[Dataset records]
+-------+

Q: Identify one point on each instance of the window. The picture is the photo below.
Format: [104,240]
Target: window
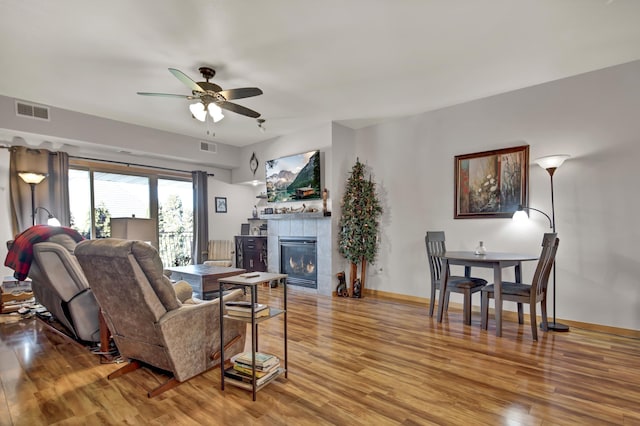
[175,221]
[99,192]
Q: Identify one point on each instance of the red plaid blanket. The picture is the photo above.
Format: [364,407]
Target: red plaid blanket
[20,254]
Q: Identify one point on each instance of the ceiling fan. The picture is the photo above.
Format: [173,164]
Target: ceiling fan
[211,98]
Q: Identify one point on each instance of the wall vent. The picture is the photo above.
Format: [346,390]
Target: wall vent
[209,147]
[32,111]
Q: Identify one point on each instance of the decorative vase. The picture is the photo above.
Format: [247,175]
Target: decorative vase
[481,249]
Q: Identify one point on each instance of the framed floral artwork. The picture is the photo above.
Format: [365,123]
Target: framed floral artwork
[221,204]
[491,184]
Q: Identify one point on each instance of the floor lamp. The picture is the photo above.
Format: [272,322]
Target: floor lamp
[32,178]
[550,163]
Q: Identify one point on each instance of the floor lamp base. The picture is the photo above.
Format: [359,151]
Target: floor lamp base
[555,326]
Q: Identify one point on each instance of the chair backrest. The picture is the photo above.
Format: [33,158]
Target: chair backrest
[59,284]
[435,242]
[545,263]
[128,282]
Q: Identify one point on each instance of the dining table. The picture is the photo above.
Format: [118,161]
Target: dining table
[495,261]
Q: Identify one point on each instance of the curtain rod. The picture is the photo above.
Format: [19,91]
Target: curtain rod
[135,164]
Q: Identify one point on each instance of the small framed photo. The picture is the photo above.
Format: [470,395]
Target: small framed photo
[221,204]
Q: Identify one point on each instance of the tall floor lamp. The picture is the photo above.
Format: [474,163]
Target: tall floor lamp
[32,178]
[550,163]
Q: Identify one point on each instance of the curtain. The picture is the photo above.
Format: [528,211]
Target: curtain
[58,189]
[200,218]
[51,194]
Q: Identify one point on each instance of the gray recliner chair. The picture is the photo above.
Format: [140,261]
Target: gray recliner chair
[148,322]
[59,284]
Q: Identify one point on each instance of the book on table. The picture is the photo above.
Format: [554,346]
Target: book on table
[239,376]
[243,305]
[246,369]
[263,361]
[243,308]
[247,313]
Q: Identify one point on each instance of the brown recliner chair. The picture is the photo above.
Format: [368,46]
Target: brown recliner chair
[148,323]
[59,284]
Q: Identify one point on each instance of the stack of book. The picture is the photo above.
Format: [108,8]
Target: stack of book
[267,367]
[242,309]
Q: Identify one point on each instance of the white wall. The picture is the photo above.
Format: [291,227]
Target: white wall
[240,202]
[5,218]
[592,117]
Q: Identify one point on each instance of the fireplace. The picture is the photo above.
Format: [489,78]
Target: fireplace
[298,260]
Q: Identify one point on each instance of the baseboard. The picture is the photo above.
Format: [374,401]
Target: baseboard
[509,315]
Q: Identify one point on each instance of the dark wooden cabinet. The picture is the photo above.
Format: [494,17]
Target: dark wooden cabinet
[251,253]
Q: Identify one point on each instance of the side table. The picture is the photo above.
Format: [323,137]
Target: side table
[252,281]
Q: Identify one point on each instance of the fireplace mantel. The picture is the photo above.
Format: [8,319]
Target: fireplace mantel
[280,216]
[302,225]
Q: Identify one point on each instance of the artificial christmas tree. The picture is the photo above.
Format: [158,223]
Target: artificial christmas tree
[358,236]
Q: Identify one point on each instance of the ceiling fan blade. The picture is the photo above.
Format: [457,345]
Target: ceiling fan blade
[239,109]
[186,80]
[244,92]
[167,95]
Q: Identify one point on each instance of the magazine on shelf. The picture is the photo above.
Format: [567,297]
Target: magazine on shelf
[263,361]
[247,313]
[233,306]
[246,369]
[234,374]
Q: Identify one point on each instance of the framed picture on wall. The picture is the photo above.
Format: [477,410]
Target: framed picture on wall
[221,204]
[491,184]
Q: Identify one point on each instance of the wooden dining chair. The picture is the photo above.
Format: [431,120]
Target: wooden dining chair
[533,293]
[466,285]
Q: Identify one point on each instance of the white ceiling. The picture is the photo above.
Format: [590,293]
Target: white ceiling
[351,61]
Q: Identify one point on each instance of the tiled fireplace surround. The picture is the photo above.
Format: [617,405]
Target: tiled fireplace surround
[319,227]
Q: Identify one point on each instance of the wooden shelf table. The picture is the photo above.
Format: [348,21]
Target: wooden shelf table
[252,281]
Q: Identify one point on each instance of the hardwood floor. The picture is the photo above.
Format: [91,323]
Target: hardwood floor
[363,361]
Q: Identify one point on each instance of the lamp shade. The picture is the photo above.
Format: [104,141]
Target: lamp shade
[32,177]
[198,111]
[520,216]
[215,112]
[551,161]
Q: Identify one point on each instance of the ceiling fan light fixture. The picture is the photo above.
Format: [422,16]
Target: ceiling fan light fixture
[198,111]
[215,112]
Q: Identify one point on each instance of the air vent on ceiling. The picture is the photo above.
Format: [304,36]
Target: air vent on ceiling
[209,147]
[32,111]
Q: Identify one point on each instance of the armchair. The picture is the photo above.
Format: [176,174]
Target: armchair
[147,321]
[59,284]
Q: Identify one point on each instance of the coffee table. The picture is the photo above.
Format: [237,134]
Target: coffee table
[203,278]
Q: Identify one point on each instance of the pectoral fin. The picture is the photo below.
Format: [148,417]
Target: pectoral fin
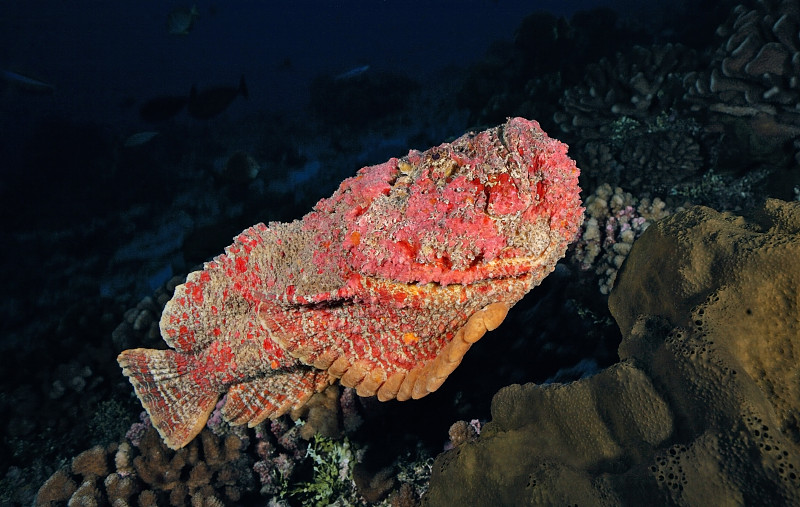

+-------+

[WHAT IS EXPECTED]
Reproduce all entries exactly. Pictures do not belong in the copy.

[FINAL RESULT]
Q: Identify one point on each instance of the window. The picture is the photo below.
Format: [104,240]
Target: window
[175,221]
[99,192]
Q: Identify one point on each instance of the red plaid blanket. The picture is the photo above.
Format: [364,407]
Target: red plaid blanket
[20,254]
Q: Identify one point on each instance of the ceiling fan. The picture is the photo above.
Format: [173,164]
Target: ceiling fan
[211,98]
Q: Identify one point on each instance of the wall vent. The picture is the photo above.
Format: [346,390]
Target: wall vent
[209,147]
[32,111]
Q: Identify one point on each instance of the decorative vase. The picture is the photo above.
Format: [247,175]
Target: decorative vase
[481,249]
Q: Identify one point on each instance of the framed floral artwork. The picture is the photo above.
Format: [365,123]
Target: framed floral artwork
[221,204]
[491,184]
Q: Identify one point on each instance of the floor lamp. The picture is the photo above.
Format: [272,322]
Target: floor lamp
[32,178]
[550,163]
Q: Identify one point on each instance of the floor lamp base. The picture is the photo above.
Format: [359,151]
Target: floor lamp base
[555,326]
Q: Identify one point on each instance of the chair backrest. The picture is the photo above.
Format: [33,158]
Target: chair backrest
[59,284]
[435,242]
[545,263]
[128,282]
Q: Identify one point on each instance of the dining table. The picture is the photo above.
Format: [118,161]
Target: dining table
[495,261]
Q: Identify one point on each instance of the curtain rod. The picture is the photo above.
Format: [19,91]
Target: curtain rod
[135,164]
Q: Identify one point on each instance of the small framed photo. The picture is the photo above.
Format: [470,395]
Target: small framed photo
[221,204]
Q: Identify one point on each instance of the tall floor lamp. The picture is the photo above.
Format: [474,163]
Target: tall floor lamp
[32,178]
[550,163]
Q: Identify one point on each instance of the curtain. The picture is the photo above.
Format: [528,211]
Target: curtain
[58,189]
[200,218]
[51,194]
Q: Identify one point on each instance of the gray recliner chair. The picture is the photo above.
Format: [140,261]
Target: gray recliner chair
[148,322]
[59,284]
Q: Identify one point on each instance of the book on table. The picture is the photo above.
Format: [554,346]
Target: book on table
[239,376]
[243,305]
[246,369]
[263,361]
[243,308]
[247,313]
Q: Identify one point on each instance of the brown recliner chair. The picture is the photo above.
Format: [368,46]
Target: brown recliner chair
[148,323]
[59,284]
Q: Identify one point on each instance of the stack of book. The picture is the photo above.
Format: [108,8]
Target: stack of book
[267,367]
[242,309]
Q: Identify one point on each instance of the white wall. The picture is the photo above.
Format: [291,227]
Target: white wall
[240,202]
[5,218]
[592,117]
Q: Identify one point on each instance of the fireplace. The picture is the photo above.
Format: [489,78]
Target: fireplace
[298,260]
Q: Identify one point on each instance of the baseboard. The picture is the photo above.
Format: [374,401]
Target: baseboard
[509,315]
Q: Identify one point on each instance of the dark wooden cabinet. The picture is the photo above.
Format: [494,17]
Target: dark wooden cabinet
[251,253]
Q: Identify one point on each instance of the side table. The picture is the photo above.
Format: [323,137]
Target: side table
[252,281]
Q: Identify one point on each instance of the fireplace mantel. The picture is the photo above.
Format: [8,319]
Target: fireplace mantel
[280,216]
[302,225]
Q: Identify one point on each instance of the artificial christmas tree. The picture is the photo above.
Format: [158,223]
Target: artificial christmas tree
[358,236]
Q: Identify one point on each instance of the ceiling fan blade. The picture is the photo above.
Format: [457,345]
Target: ceiling fan blade
[239,109]
[186,80]
[244,92]
[167,95]
Q: Identify one point on each instance of the magazine on shelf. The picture is the photo above.
Format: [567,297]
Target: magazine on shelf
[263,361]
[247,313]
[233,306]
[246,369]
[234,374]
Q: Identify one point on each instance of the framed picture on wall. The picture is the photo above.
Format: [477,410]
Target: framed picture on wall
[221,204]
[491,184]
Q: Identify one point on each instance of the wooden dining chair. The picture is the photo above.
Format: [431,120]
Target: wooden dining chair
[533,293]
[466,285]
Q: Identify one point on each instance of the white ceiling. The picture is the photo above.
Format: [590,293]
Target: white ceiling
[351,61]
Q: Identify one point on each instance of the tiled fireplace surround. The picture is the photo above.
Format: [617,405]
Target: tiled fireplace surround
[319,227]
Q: Identify one point on each instance of the wooden shelf table. The picture is the photo above.
Format: [348,21]
Target: wooden shelf table
[252,281]
Q: Identify one point on each instance of the hardwood floor. The picture is the photo above.
Format: [91,323]
Target: hardwood floor
[363,361]
Q: Identify one point on each instance of the lamp shade. The picture is the photo above.
Format: [104,141]
Target: lamp shade
[32,177]
[198,111]
[520,216]
[215,112]
[551,161]
Q: Identify one point on each instance of the ceiling fan light fixture. The picture is the photo above.
Format: [422,16]
Target: ceiling fan light fixture
[198,111]
[215,112]
Q: Identify one point on each instance of the air vent on ceiling. The picture is the photo above.
Format: [304,36]
Target: air vent on ceiling
[209,147]
[32,111]
Q: Identify one point on each instance of the armchair. The picture is the photo above.
Format: [176,174]
Target: armchair
[147,321]
[59,284]
Q: Identify one point on each instance of the coffee table. The picture is the photo above.
Format: [237,134]
Target: coffee table
[203,278]
Q: Identify one point on each instance of the pectoral fin. The picture is the photo below.
Format: [148,417]
Target: pectoral fin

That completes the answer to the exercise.